▶ The task: For this exercise, output the line containing "Task: indicate the yellow" and all lines after it to the end of the records, exactly, with no other content.

▶ Task input:

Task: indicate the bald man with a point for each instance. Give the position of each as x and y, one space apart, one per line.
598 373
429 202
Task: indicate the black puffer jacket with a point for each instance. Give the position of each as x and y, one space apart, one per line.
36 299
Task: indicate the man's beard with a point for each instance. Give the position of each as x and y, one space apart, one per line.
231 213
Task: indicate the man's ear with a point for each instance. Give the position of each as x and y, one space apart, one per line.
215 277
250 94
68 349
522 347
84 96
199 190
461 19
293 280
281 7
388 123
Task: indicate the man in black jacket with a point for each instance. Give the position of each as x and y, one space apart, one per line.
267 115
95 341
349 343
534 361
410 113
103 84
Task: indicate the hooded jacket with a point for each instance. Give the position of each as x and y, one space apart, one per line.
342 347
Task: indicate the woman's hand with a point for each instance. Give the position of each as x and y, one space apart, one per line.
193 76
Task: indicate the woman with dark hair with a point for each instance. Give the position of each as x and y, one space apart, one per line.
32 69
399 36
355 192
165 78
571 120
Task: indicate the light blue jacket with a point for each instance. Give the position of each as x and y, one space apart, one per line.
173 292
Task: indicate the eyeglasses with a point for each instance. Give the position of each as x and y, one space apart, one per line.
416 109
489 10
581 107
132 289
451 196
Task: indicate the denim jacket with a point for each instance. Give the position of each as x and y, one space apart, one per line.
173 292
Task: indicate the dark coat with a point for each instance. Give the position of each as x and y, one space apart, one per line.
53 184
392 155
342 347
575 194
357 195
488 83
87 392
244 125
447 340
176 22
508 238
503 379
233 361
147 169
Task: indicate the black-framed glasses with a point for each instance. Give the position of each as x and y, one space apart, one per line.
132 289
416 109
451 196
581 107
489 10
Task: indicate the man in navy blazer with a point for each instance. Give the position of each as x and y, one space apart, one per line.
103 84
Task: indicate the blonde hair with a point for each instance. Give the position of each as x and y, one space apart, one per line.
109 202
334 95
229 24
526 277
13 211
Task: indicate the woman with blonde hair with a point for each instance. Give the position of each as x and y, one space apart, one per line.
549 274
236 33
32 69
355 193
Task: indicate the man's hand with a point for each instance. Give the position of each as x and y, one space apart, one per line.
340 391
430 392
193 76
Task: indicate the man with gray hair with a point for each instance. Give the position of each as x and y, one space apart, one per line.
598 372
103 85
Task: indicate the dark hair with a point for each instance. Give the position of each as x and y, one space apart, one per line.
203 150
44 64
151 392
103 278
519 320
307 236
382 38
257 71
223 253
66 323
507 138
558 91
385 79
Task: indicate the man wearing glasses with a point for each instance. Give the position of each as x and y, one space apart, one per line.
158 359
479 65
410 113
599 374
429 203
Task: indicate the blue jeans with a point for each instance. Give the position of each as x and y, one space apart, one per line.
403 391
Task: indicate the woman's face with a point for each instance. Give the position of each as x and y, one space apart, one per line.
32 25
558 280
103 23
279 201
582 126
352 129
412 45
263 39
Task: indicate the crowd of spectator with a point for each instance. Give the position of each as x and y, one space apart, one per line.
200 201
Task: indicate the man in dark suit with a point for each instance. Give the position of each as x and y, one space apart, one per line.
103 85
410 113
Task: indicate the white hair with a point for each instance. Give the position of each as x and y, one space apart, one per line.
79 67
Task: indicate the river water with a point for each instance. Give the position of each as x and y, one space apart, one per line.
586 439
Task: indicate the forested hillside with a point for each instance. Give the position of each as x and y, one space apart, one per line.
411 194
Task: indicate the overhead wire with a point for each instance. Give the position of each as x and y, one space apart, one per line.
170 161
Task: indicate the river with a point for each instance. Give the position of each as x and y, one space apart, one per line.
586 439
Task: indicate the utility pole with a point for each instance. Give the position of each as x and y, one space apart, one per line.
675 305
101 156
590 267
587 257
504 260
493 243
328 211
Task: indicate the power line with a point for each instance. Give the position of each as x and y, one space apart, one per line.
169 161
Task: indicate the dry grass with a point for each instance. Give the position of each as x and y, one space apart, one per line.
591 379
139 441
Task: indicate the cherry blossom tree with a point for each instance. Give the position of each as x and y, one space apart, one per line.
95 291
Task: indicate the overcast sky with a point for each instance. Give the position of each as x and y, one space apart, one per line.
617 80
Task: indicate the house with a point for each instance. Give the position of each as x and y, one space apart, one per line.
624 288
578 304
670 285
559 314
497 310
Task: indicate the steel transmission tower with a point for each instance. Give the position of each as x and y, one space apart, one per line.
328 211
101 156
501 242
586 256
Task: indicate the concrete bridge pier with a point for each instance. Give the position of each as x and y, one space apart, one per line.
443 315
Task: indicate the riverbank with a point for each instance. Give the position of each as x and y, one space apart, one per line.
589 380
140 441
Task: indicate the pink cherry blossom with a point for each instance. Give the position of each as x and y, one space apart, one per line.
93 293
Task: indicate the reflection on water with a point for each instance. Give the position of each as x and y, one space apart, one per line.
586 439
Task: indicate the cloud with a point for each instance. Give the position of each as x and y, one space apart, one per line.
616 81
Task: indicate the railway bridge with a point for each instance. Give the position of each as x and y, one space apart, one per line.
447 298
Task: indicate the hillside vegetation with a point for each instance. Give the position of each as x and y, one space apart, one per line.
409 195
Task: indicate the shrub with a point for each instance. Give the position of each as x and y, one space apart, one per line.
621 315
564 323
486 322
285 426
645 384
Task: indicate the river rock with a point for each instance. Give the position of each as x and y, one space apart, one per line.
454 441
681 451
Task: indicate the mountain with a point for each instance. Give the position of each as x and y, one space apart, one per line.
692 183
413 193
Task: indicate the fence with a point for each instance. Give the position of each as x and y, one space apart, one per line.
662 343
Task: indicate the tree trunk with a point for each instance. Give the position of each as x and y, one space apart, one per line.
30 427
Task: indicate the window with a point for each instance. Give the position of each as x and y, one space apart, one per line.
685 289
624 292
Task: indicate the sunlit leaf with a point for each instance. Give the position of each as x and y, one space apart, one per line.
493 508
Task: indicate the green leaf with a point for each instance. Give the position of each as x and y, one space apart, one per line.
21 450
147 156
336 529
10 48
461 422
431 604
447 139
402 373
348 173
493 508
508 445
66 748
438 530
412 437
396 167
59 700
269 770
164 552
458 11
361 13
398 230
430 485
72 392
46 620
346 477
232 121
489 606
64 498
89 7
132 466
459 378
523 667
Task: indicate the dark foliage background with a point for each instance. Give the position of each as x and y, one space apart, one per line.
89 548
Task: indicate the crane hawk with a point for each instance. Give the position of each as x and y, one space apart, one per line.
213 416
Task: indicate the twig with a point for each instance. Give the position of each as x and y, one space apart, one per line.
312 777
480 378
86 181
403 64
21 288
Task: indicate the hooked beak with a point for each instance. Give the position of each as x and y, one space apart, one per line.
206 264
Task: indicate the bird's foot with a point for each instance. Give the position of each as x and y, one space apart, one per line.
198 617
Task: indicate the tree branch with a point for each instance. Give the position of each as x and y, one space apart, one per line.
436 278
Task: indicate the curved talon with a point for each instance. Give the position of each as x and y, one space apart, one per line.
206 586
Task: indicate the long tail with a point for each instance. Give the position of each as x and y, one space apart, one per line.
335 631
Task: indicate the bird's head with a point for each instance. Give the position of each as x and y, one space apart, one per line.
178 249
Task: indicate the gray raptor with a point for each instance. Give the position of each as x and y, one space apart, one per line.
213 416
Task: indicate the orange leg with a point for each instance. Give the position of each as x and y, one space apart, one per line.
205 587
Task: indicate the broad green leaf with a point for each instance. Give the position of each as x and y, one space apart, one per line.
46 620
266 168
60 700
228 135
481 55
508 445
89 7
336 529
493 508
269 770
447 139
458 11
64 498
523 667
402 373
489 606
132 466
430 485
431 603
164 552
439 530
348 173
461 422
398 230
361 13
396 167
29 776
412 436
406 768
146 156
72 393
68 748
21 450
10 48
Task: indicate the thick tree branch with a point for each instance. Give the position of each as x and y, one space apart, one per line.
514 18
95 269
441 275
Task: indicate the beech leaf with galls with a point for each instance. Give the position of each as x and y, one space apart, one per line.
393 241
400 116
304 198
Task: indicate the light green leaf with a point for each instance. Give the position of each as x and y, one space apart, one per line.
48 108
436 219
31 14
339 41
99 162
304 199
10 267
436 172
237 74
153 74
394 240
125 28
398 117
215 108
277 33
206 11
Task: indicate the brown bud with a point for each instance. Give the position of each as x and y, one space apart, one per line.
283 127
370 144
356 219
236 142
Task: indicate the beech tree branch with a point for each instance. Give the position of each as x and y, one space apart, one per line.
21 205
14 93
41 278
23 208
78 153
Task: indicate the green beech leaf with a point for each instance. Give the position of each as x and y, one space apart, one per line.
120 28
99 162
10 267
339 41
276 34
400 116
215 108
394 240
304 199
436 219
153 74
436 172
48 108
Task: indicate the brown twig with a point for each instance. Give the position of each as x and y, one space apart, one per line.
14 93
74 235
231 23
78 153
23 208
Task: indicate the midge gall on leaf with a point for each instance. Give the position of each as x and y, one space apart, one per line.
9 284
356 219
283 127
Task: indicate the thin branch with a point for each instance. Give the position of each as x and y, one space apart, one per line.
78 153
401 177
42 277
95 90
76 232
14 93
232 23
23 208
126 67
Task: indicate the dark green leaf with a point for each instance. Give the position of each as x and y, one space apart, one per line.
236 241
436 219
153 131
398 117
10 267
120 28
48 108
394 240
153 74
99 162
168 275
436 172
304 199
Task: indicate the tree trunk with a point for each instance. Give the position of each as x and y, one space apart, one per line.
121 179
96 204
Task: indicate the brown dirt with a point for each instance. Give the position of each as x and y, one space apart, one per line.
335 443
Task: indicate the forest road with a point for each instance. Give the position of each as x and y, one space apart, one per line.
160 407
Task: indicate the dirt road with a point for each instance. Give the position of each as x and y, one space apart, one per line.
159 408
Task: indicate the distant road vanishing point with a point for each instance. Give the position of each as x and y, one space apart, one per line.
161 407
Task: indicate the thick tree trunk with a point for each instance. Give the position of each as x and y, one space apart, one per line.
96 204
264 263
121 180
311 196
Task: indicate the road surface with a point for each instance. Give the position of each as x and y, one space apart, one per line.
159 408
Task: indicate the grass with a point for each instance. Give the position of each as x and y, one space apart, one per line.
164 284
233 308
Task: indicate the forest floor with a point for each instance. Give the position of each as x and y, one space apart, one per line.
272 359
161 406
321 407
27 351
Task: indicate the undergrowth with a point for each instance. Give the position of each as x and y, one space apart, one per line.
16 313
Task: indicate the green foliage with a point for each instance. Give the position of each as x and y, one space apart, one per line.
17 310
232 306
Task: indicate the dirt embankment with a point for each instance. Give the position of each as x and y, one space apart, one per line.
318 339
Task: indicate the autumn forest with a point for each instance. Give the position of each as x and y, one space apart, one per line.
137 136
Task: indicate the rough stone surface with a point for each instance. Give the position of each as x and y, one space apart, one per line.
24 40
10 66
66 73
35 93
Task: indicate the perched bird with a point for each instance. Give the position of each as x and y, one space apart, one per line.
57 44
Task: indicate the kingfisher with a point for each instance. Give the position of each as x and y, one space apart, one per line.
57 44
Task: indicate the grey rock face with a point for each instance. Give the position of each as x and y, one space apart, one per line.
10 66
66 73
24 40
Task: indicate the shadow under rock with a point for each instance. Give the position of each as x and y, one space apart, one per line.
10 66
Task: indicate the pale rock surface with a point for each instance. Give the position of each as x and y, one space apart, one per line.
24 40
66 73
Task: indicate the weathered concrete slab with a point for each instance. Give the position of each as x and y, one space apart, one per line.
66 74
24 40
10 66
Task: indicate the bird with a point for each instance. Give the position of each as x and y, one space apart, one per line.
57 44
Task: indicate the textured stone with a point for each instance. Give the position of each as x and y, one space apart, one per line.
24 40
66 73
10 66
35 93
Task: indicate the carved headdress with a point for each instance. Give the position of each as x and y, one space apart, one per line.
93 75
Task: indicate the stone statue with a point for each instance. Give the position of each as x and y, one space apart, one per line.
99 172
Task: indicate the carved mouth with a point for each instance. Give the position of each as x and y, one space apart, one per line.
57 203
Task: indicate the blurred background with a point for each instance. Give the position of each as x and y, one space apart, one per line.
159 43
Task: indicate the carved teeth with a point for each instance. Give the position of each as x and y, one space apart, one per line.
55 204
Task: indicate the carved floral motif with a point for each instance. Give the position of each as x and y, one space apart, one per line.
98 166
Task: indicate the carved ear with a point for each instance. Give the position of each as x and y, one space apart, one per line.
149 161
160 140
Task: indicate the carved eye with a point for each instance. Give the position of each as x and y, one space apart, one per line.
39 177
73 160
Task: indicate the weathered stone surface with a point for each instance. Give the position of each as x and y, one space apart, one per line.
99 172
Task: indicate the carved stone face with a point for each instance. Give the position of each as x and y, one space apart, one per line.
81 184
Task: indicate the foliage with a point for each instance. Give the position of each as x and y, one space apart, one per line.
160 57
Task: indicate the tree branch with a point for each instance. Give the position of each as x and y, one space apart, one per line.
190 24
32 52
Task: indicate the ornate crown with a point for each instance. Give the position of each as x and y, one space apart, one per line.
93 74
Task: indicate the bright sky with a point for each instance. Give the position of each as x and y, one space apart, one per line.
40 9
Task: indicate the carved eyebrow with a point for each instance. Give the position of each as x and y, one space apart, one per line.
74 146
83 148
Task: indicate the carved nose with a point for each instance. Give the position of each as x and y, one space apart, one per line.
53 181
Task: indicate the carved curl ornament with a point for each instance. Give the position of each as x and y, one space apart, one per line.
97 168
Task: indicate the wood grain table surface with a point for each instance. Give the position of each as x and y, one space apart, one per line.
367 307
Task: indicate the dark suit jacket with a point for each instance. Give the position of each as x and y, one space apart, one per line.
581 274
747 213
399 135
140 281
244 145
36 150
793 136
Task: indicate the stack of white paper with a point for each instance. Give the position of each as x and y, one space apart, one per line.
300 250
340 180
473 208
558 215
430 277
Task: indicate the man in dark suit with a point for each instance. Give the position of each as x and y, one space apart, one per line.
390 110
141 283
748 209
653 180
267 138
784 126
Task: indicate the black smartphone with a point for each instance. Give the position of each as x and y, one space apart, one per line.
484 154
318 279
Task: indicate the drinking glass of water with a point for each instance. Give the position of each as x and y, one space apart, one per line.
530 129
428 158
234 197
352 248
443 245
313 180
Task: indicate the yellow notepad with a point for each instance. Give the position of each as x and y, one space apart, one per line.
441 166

▶ Result:
Task: indicate the yellow notepad with a point for each instance. Give the position of each as x and y, one space apart, one per line.
441 166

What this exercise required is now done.